What? Thursday Already? But I Has Done Nothing.

Sep 06, 2007 08:58

 Please get tap tappy below for some....

Random pre annual leave madness:

  • Giles and Neffi are off to the vet this morning for their boosters before they head to the Celebrity Day Spa retreat this weekend.  Or Promises Rehab Centre may be more accurate…  Prediction: Within ten feet of the clinic Neffi starts warbling like an excitable stooge, Giles starts throwing his Rottweiler manliness around, and if there happens to be any cats in the waiting room?  *facepalm* God help us all, it’s gonna turn into Shriekfest 07.  I’m seriously debating taking them in one at a time, leaving the other in the car.  I shouldn’t be allowed to own dogs.  I am BAD at it. Wish me luck. UPDATE  Actuality:  Barring some rude turbo boosted jumping, both Neffi and Giles win the Rock-You-Large-Dog Awards for general non-hellhoundishness, and for two very spiffy Sit-and-Drops executed perfectly via hand commands alone.  *is proud of all three of us*


  • There is a funny thing going on with my eye.  Wtf?  Please to be explaining why you must be doing this NOW, eyeball?  Like, could you not have done this last week, when I was having time to do something about you?  *eyeballs the unhappy eyeball*


  • Bizarre synchronous knife thing:  My mother trips over a crate and falls onto the broken plates she is carrying, slashing her hands open yesterday and requiring stitches in both.  I am talking to her on the phone about it while I am making dinner last night and I do this smart ass flippy knife thing around my fingers like the SHOW OFF I am except I DUFF it and nearly cut my finger off, requiring four bandaids and ten minutes for the crazy laughter to stop.

Study material:
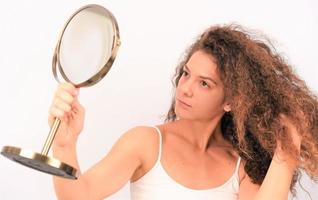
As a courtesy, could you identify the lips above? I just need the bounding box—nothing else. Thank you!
[177,99,191,107]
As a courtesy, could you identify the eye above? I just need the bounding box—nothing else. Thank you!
[201,81,210,88]
[182,70,189,76]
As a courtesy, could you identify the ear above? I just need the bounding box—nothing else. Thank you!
[223,103,231,112]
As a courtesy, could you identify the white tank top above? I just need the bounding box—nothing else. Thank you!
[130,127,241,200]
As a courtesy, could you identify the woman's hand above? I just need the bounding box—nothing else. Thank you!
[279,114,302,151]
[48,83,85,147]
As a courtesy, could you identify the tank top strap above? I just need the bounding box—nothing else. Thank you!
[153,126,162,164]
[234,156,241,175]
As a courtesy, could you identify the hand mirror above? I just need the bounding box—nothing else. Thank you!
[1,4,120,179]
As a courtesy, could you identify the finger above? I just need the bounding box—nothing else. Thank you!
[53,97,72,112]
[55,90,74,104]
[58,82,79,95]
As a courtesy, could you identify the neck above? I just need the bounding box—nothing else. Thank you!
[176,116,224,153]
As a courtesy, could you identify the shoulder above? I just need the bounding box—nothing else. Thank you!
[118,126,159,165]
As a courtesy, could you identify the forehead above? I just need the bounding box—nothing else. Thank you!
[186,51,220,82]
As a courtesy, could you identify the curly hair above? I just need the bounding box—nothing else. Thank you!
[165,24,318,193]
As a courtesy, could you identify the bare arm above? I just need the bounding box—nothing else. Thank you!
[54,127,149,200]
[238,116,301,200]
[49,83,150,200]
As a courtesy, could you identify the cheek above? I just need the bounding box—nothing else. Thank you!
[197,93,223,114]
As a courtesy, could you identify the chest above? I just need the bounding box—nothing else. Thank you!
[160,139,236,189]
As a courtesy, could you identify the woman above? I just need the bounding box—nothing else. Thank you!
[49,25,318,200]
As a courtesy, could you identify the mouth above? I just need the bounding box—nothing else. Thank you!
[177,99,191,107]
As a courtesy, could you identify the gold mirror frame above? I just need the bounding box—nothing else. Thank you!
[1,4,120,179]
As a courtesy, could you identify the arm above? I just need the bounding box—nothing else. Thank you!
[53,127,150,200]
[238,116,301,200]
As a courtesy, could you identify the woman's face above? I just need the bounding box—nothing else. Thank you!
[175,51,230,120]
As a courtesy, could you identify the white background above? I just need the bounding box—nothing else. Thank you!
[0,0,318,200]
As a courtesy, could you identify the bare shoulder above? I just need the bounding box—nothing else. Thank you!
[121,126,159,168]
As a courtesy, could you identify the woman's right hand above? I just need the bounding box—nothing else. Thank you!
[48,83,85,147]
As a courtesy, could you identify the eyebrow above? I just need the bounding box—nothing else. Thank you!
[184,65,217,85]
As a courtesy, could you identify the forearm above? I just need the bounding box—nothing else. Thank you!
[254,151,297,200]
[53,145,89,200]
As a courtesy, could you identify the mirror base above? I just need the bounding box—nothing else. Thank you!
[1,146,78,180]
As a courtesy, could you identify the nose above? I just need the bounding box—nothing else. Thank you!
[179,80,193,97]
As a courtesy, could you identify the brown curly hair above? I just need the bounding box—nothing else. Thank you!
[165,24,318,193]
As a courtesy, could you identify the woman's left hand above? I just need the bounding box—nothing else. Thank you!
[279,114,302,152]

Assignment 1:
From the blog post, list each outcome the writer predicts under "Prediction:" for the vet visit.
Assignment 2:
Do these statements agree with the blog post? (a) The dogs performed their Sit-and-Drops using hand commands alone. (b) The writer's mother cut her hands on a knife. (c) The writer needed stitches after the knife mishap. Answer yes or no for each, quoting the deciding words.

Expected output 1:
- Neffi starts warbling like an excitable stooge within ten feet of the clinic.
- Giles starts throwing his Rottweiler manliness around.
- If there are any cats in the waiting room, it turns into Shriekfest 07.

Expected output 2:
(a) Yes: "two very spiffy Sit-and-Drops executed perfectly via hand commands alone"
(b) No: "falls onto the broken plates she is carrying, slashing her hands open"
(c) No: "requiring four bandaids and ten minutes for the crazy laughter to stop"